== Yang Perlu Dikerjakan ==
Tuliskan lanjutan catatan perjalanan tentang kunjungan ke Irak, dimulai sesudah kalimat terakhirnya.

──────── Cuplikan Teks ────────

Kami pulang dengan kecewa. Tapi, baru saja merebahkan badan di tempat tidur, petugas dari Departemen Penerangan datang lagi memberi kabar. Nanti pukul 22.00 Presiden Irak bersedia di wawancara..Kali ini pasti jadi. Kami berangkat lagi. Angin malam dan hawa dingin menyerang Baghdad, termasuk dalam ruang pertemuan itu. Kali ini, ruangan sempit itu dijejali puluhan wartawan. Ketika itulah, pengumuman lagi. Presiden Irak tidak jadi menemui, nanti akan ada pemberitahuan lagi. Huuuuh, suara wartawan. Balik lagi ke hotel.
Pertemuan dengan Dubes RI sangat mengesankan. Menurut pak Dubes, kalau saja tidak kena embargo ekonomi, jalan yang menghubungkan Baghdad dengan Amman sepanjang 800 kilometer akan dipagar dengan emas oleh Saddam Husein. Dan, itu bukan tidak mungkin mengingat kekayaan Irak masih tersimpan. Saddam Hospital berlantai enam, mewah dan gratis. Rumah Sakit anak termegah di Baghdad. Tapi, akhirnya berantakan. Begitu juga dengan rencana pagar emas itu, akhirnya tidak terlaksana.
Ketika kami berkunjung ke Saddam Hospital esoknya, memang menyedihkan. “Akibat embargo”, kata para dokter. Lift sudah tidak jalan, terpaksa melalui tangga. Di bidang pelayanan medis, obat-obatan sudah tidak memenuhi standard.Bahkan, para dokter banyak yang mengundurkan diri dan lari ke luar negeri. Sayang, Rumah Sakit termewah itu sedang menunggu kehancurannya.
Kali ini, kami dijamu makan siang oleh Gubernur Karbala. Disana masih berdiri megah Masjid Imam Husein, cucu Rasulullah SAW. Kami dibawa masuk melihat-lihat ornament dan keindahan di dalamnya. Di bawah kubah emas itu, bersemayam makamnya Imam Husein. Lalu diberi pagar dan wewangian. Para pengunjung masjid berkeliling makam itu, usai melakukan shalat sunnat. Jemaah mulai berdatangan, untuk do’a bersama di malam Jum’at. Mereka mengenakan jubah berwarna hitam. Begitu juga muslimatnya, bercadar hitam. Sejak Kamis siang masjid itu sudah penuh sesak, sampai esok hari Jum’at.

──────── Cuplikan Data ────────

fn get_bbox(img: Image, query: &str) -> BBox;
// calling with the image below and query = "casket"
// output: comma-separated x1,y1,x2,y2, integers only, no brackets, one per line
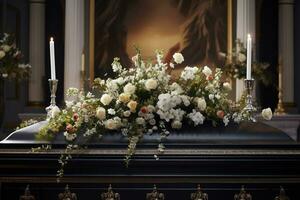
0,122,300,200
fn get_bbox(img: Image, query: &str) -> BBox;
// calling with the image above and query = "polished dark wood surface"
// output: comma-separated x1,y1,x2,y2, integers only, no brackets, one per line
0,122,300,200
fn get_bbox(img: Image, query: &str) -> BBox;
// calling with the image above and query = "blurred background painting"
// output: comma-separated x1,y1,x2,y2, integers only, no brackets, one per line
94,0,228,77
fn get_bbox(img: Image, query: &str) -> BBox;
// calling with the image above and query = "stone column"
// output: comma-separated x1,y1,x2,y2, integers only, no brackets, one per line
29,0,45,105
64,0,84,98
278,0,294,106
236,0,255,101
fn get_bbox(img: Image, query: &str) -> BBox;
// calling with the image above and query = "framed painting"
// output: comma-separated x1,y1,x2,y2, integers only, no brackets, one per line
89,0,233,80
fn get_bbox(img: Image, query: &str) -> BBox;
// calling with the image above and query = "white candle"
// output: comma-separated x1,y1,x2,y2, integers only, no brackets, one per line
246,34,252,80
50,37,56,80
81,53,85,72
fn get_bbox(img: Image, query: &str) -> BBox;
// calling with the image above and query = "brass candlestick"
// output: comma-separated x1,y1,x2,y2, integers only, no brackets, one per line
80,70,85,91
46,79,58,119
275,58,285,115
243,79,256,122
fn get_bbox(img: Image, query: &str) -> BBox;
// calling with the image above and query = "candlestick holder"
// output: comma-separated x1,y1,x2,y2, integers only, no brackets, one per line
243,79,256,122
80,70,86,92
46,79,58,119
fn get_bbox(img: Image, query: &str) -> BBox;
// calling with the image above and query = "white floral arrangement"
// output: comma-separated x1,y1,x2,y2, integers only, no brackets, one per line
0,33,31,80
38,52,272,178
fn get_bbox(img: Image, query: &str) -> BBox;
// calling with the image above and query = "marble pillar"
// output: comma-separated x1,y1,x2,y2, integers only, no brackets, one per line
236,0,255,101
29,0,45,105
278,0,294,106
64,0,84,99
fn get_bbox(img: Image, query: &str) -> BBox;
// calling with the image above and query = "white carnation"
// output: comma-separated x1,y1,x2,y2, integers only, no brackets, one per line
123,110,131,117
96,107,106,120
64,131,76,141
223,82,231,91
100,94,113,106
0,51,5,59
65,101,74,108
180,67,199,81
2,45,11,52
173,53,184,64
197,98,206,111
51,106,60,118
261,108,273,120
171,120,182,129
187,109,205,126
145,78,157,91
124,83,136,94
107,108,116,115
135,117,145,125
202,66,212,76
223,116,229,126
238,53,247,62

────────

== Kolom Jawaban ==
Kami dibawa ke Provinsi Babylonia. Sayang, The Hanging Garden alias Taman Bergantung itu sudah tinggal puing-puingnya.. Yang tersisa adalah sebuah museum dengan benda-bendanya yang berantakan. Disanalah kami dijamu untuk makan siang. Gubernur Karbala dan Stafnya tidak berbicara banyak. Mereka mempersilahkan kami melihat sendiri, bagaimana kondisi kecantikan Taman itu sekarang. Hanya tinggal kenangan. Bukan hanya taman itu, banyak peninggalan sejarah kejayaan masa lalu, ikut dihancurkan oleh Amerika dan sekutunya. .
Bukan hanya Taman Bergantung itu, tetapi hampir semua lambang peradaban masa lalu kini tinggal catatan tinta emas dalam sejarah dunia. Gemerlap kekayaan dan kejayaan Khilafah Utsmaniyah, tinggal bekas. Bahkan menjadi saksi bisu bagi generasi Islam yang akan datang. Bahwa di Baghdad pernah menjulang mercusuar Islam dibawah Khilafah Utsmaniyah, yang memancar sampai ke seluruh daratan Eropah. Negeri 1001 malam, Negeri Abu Nawas, hanya itu yang tersisa.
Terbakar dalam bunker. .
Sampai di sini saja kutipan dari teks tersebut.